* [What to work on] Print the entries that appear below, exactly as written and without their pictures.

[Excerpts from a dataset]
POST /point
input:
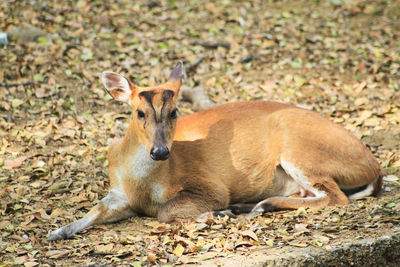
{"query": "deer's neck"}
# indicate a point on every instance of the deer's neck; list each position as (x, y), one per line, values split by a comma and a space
(140, 164)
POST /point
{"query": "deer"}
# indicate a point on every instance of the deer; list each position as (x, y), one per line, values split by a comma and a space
(243, 157)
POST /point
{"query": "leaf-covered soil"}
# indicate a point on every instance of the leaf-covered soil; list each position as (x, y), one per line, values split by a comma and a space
(339, 58)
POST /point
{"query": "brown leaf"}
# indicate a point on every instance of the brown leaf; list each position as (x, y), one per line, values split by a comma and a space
(14, 163)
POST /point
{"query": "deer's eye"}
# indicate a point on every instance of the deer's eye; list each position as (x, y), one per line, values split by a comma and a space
(140, 114)
(173, 114)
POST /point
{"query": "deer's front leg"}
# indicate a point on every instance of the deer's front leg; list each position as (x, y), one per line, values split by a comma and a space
(112, 208)
(190, 203)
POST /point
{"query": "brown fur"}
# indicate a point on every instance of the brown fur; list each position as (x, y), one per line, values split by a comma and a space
(227, 154)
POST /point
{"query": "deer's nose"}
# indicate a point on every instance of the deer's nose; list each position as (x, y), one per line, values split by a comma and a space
(159, 153)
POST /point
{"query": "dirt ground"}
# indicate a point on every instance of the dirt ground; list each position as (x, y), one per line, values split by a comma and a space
(340, 58)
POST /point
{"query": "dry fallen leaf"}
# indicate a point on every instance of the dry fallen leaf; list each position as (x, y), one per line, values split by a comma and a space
(14, 163)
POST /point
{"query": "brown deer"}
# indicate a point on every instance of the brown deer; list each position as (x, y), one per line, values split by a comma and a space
(248, 156)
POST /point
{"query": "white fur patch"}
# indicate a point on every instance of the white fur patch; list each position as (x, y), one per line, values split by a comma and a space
(300, 178)
(157, 192)
(116, 199)
(366, 192)
(142, 164)
(71, 229)
(121, 84)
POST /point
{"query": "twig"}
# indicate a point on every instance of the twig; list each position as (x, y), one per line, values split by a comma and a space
(213, 45)
(15, 84)
(192, 66)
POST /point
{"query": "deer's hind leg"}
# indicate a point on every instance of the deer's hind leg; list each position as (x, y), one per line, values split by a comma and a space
(112, 208)
(314, 192)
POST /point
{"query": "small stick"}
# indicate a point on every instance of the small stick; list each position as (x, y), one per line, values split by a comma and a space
(14, 84)
(213, 45)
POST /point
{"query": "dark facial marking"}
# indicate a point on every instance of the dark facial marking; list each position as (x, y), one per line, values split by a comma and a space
(148, 95)
(168, 94)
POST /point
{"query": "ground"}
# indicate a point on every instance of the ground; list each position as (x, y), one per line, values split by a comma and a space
(340, 58)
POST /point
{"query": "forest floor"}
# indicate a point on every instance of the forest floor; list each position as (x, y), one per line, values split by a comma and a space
(340, 58)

* [Answer for the task]
POST /point
input:
{"query": "deer's neck"}
# indicate a point on every instance of the deer's neck; list each position as (x, y), one per line, values split by a comma and a space
(140, 164)
POST /point
{"query": "deer"}
# indicate a point on every instance of the deer; list each position as (x, y), one per line, values split by a comma and a space
(243, 157)
POST /point
{"query": "leaf-covered soil"}
# indicate a point on every instance of the leaf-covered soil; list each position as (x, y), one per line, values split by a comma and a space
(339, 58)
POST /point
{"query": "brown leaf"}
# indicate a point on every instance of the brown leaf; list each position as (x, y), one per line, values split by a comma and a space
(14, 163)
POST /point
{"query": "deer's eye"}
# indicate a point on every instance of the deer's eye; list each position as (x, y), one per line, values split by a comma and a space
(140, 114)
(173, 114)
POST /point
{"query": "deer's front leg"}
# indicate a point on every instance of the deer's front leg; list each position as (x, y), one per line, values split by a comma and a space
(112, 208)
(190, 203)
POST /point
{"query": "brown fur"}
# indicate a point on every instance of the brown fur; list each position as (x, y), one per line, values split by a comma and a space
(227, 154)
POST /point
{"query": "deer's nose"}
# indicate a point on every instance of the deer's nose; list each position as (x, y), one per line, values split by a comma and a space
(159, 153)
POST /point
{"query": "dirt ground"}
# indicate a point on every instance of the dirt ground; list each position as (x, y), one per line, values split by a comma and a space
(340, 58)
POST /point
{"query": "dry fallen leaf"}
# indicate a point on every instance of the dry fallen leaf; list each position as (x, y), one per line, values split by a comma and a space
(14, 163)
POST /point
{"query": "brown deer"}
# indicate a point on every instance of the brown deer; list each position as (x, y), one per line, values split by a comma and a space
(248, 156)
POST /point
{"query": "white fur patch"}
# indicate a point on every instance of the white fur patch; list each position as (x, y), one per line, values split by a comma and a space
(300, 178)
(157, 192)
(116, 199)
(366, 192)
(142, 164)
(71, 229)
(121, 84)
POST /point
{"query": "twig"}
# indicate a point on every instance of the twig; list each position as (x, y), one per line, values split by a comma and a space
(213, 45)
(15, 84)
(192, 66)
POST /point
{"query": "deer's hind leg"}
# indicate a point on every instance of the deer's hind leg; list each position as (x, y), one per line, values split by a comma and a space
(112, 208)
(314, 192)
POST /point
{"query": "small stick"}
# indicate a point on every instance of the small stick; list each position as (x, y), one per line, values split by a comma and a space
(14, 84)
(213, 45)
POST /point
{"query": "dark facial marking"}
# indicate a point on every instance of the dark facial marking; list each position as (x, y), one per line, values split by a comma and a space
(148, 95)
(168, 94)
POST /point
{"query": "ground"}
# indicate a point on every instance of the ground; list each position as (x, y), one per line, values split by a comma and a space
(340, 58)
POST /point
{"query": "forest floor"}
# indicate a point on every instance of the forest floor; list each position as (x, y), one per line, values split by a comma and a space
(340, 58)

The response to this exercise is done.